--- Exercise aim ---
The expected output is every record below, transcribed exactly, with the pictures left out.

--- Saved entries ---
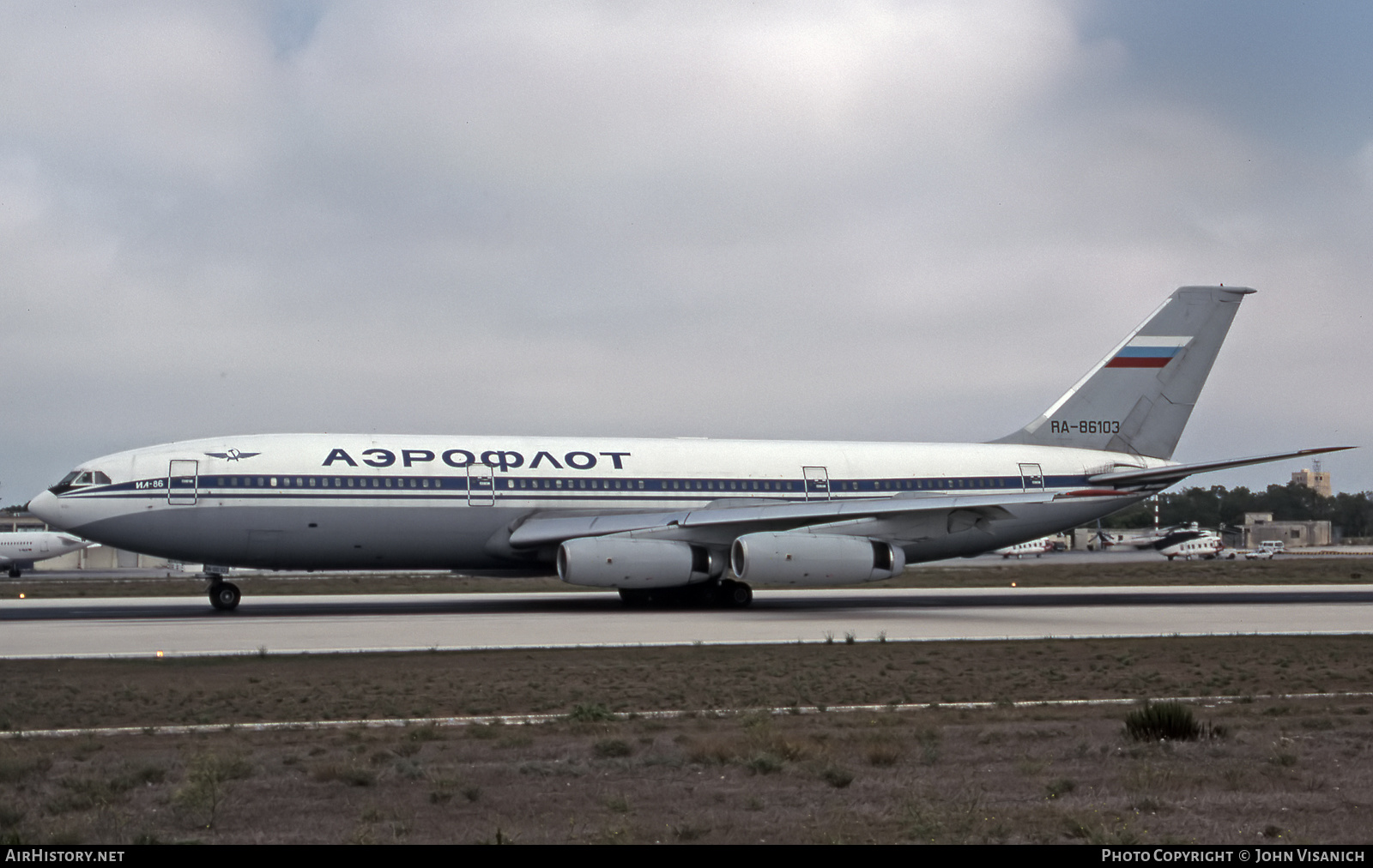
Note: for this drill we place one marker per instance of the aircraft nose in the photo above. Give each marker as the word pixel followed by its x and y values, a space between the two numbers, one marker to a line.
pixel 45 507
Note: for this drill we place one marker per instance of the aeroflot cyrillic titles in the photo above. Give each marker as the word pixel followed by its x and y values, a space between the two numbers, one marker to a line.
pixel 663 518
pixel 505 459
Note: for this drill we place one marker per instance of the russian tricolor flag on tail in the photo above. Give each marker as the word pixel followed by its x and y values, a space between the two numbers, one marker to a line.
pixel 1148 352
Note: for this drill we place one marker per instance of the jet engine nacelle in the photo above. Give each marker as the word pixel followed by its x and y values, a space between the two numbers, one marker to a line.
pixel 621 562
pixel 814 559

--- Expected answer ---
Note: for this drill we place one marker per instance of the aircraft nose in the photo above. Give each marker as the word pixel followed by its x and y values, a space between the two numbers, one marker to a line.
pixel 45 507
Note: for this drill we place one marker per instance of the aeroflot cyrillic titles in the photo above. Give each marker as the word pixel followed by its x and y values, a space between the two numbers, one marker to a line.
pixel 663 518
pixel 505 459
Note: for this drill we place one marker per instance of the russian tricolor flag on tail in the photo above. Give each marker as the word pixel followed by its x and y values, a space between the two numbers, one marker to a line.
pixel 1148 352
Note: for this drill we place one marker per instance of the jet engine nacelle in the photo above. Give each marker as the word pixel followed by its x and y values, a space between the two numbers, one marker to a line.
pixel 621 562
pixel 814 559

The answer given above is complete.